* Start EXTRACTED TEXT *
Well, I ended up getting my mount done by Beatles and Bones in North Canton. I just didn't want to take a chance of screwing up the skull, because quite frankly, I may never shoot another deer this big again. Didn't get the camo dip - I might try that with another mount in the future. I think it turned out great! Thanks for everyone's help.


----------



## threeten (Feb 5, 2014)

Looks good!!


----------



## ya13ya03 (Sep 21, 2010)

Nice looking mount.


----------



## buckbob (Jun 14, 2017)

i bought a buck boiler from cabelas its plastic bucket with heating element and pulses a current in the boiling water to knock meat loose then pressure washer to finish it off it says to put automatic dishwasher powder in water imagine its to cut grease and helps with whitening scull takes bout an hour in bucket it works really well


----------



## fastwater (Apr 1, 2014)

Looks excellent sizzle.


----------



## Burkcarp1 (Dec 24, 2016)

View attachment 293621
Here is my sons from this year. My son in law did the work.


----------



## Carpn (Apr 5, 2004)

Here's the last one I did .


----------



## fastwater (Apr 1, 2014)

All great looking!
You guys are just gonna 'make' me mount another head aren't you.
* End EXTRACTED TEXT *
* Start DATA SECTION *
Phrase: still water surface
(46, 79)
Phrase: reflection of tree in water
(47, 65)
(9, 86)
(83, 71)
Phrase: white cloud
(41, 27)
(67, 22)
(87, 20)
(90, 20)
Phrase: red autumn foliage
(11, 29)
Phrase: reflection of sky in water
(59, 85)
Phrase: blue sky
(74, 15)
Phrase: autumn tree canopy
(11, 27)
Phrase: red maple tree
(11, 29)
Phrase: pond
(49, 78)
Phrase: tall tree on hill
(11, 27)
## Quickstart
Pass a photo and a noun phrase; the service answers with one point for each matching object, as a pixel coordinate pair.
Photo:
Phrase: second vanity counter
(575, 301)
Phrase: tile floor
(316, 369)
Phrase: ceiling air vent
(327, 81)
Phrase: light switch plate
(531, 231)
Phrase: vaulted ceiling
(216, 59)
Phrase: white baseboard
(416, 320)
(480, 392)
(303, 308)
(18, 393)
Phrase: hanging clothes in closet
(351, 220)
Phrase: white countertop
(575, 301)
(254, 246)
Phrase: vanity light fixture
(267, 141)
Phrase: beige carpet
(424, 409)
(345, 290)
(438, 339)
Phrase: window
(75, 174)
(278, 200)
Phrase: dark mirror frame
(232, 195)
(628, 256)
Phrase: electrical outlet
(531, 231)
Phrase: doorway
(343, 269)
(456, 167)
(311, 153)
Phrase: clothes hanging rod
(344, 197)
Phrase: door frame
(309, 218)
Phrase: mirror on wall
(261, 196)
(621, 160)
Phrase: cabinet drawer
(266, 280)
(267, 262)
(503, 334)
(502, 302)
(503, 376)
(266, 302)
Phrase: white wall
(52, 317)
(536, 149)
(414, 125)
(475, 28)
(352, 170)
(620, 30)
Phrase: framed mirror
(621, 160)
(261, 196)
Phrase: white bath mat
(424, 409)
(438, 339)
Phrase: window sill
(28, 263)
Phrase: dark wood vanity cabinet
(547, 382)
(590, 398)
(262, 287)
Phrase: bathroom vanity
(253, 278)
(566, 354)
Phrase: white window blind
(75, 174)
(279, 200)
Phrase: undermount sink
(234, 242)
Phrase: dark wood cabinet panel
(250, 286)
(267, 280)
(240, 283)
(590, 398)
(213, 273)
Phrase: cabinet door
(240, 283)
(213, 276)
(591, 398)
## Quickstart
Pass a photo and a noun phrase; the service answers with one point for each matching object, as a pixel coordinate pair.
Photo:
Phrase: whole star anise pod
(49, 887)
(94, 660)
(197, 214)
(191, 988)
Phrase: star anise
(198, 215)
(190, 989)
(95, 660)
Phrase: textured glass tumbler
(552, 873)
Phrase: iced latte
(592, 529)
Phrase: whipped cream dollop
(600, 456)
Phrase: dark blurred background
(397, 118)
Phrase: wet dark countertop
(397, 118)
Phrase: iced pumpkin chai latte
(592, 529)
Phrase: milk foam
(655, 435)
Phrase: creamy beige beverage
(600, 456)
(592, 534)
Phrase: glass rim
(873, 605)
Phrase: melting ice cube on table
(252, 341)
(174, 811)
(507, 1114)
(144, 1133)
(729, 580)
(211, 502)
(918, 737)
* End DATA SECTION *
• [DIRECTIVES]:
1 - In the forum thread about the deer skull mount, shorten the post that begins "i bought a buck boiler from cabelas" into a brief list that keeps its main facts.
2 - Pick up the forum thread about the deer skull mount after its last post and write the next reply.
These entries were drawn from a separate source.

• [TASK RESULTS]:
1 -
- Bought a buck boiler from Cabela's: a plastic bucket with a heating element.
- It pulses a current in the boiling water to knock the meat loose.
- A pressure washer finishes the job.
- The directions say to add automatic dishwasher powder to the water, probably to cut grease and help whiten the skull.
- The skull takes about an hour in the bucket.
- It works really well.

2 -
----------



## Carpn (Apr 5, 2004)

Yep , were twisting your arm bad . 

Honestly , I am growing to prefer the skull mounts . They are simple , show the rack off well . Don't take up much room either . I got my deer from the 2018 season mounted but I'm gonna be hard pressed to mount another . 
My wife doesn't like them all looking at her when she goes in the basement . . 
I just tell her not to make eye contact with them and it'll be ok .


----------



## Burkcarp1 (Dec 24, 2016)

fastwater said:


> All great looking!
> You guys are just gonna 'make' me mount another head aren't you.


The only problem with that is you have to shoot one first....


----------



## fastwater (Apr 1, 2014)

Burkcarp1 said:


> The only problem with that is you have to shoot one first....


You mean Kroger does not sell them???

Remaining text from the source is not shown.